**Exercise brief:** Rewrite the entries from the line containing "of the safety" through the end of the entries, inclusive, changing "one pin" to "a single pin" and leaving everything else as it is.

**Dataset extract:**
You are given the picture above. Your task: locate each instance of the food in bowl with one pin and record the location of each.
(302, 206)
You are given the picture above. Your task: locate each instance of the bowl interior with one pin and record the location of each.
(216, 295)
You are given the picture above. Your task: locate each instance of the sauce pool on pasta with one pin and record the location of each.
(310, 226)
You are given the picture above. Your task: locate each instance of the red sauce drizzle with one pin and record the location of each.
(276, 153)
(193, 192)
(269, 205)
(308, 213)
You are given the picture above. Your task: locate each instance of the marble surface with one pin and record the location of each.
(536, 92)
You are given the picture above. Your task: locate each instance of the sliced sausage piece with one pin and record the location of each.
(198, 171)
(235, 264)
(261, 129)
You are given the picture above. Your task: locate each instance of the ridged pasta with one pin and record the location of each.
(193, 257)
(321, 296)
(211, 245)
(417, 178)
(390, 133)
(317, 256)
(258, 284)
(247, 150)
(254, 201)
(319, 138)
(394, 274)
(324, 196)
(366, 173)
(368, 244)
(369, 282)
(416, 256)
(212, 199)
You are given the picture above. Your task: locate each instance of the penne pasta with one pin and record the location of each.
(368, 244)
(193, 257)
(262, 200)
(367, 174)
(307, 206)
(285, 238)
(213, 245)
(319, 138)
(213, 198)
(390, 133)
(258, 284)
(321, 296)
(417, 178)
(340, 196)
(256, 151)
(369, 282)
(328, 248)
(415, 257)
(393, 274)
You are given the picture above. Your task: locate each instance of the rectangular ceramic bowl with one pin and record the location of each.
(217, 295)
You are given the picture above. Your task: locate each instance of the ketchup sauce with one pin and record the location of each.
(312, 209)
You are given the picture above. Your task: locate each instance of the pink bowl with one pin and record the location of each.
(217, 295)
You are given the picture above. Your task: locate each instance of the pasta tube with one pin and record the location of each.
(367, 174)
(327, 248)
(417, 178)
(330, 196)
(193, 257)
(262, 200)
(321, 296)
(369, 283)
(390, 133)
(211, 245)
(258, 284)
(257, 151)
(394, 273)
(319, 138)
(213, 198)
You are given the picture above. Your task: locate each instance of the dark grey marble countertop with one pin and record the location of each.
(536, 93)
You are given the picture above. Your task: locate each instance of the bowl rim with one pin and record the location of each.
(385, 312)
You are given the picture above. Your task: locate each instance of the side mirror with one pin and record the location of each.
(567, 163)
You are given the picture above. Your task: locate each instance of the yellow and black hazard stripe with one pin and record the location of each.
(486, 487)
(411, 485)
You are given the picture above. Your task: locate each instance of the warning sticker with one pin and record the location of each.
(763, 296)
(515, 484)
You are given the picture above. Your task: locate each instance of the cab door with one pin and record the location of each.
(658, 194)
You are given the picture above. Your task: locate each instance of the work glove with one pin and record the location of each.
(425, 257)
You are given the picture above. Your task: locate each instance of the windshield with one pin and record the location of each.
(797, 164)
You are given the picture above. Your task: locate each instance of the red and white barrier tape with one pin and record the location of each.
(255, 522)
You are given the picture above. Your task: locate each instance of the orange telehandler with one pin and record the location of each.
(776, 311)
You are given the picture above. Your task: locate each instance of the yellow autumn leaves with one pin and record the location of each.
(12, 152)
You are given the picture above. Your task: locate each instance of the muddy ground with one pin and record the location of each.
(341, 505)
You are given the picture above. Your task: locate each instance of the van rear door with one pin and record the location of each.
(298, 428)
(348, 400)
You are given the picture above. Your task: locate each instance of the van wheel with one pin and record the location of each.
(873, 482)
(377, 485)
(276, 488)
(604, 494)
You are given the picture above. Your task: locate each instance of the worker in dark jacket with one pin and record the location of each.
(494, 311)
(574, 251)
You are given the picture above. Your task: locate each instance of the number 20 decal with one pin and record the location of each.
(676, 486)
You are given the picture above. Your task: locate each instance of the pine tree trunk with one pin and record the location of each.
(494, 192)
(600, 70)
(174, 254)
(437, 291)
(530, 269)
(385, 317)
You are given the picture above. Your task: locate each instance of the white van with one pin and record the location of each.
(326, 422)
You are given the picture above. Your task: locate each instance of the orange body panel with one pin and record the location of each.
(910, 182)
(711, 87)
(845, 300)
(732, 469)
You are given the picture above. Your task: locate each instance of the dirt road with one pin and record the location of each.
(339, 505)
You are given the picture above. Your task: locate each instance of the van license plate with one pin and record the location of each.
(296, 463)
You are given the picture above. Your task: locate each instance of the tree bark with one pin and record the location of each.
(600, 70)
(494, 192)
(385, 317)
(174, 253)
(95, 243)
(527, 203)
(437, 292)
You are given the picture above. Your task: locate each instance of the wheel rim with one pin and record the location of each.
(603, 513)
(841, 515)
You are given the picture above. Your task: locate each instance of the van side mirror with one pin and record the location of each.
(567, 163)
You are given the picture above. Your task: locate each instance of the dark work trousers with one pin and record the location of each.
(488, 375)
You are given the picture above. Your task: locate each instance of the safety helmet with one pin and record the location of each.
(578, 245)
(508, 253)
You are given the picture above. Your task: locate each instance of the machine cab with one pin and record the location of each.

**In response:**
You are given the picture above. Your task: locate each instance of the safety helmet with a single pin and record the location of each.
(578, 245)
(508, 253)
You are given the picture above. Your task: locate each instance of the machine cab with a single pin and record the location of each.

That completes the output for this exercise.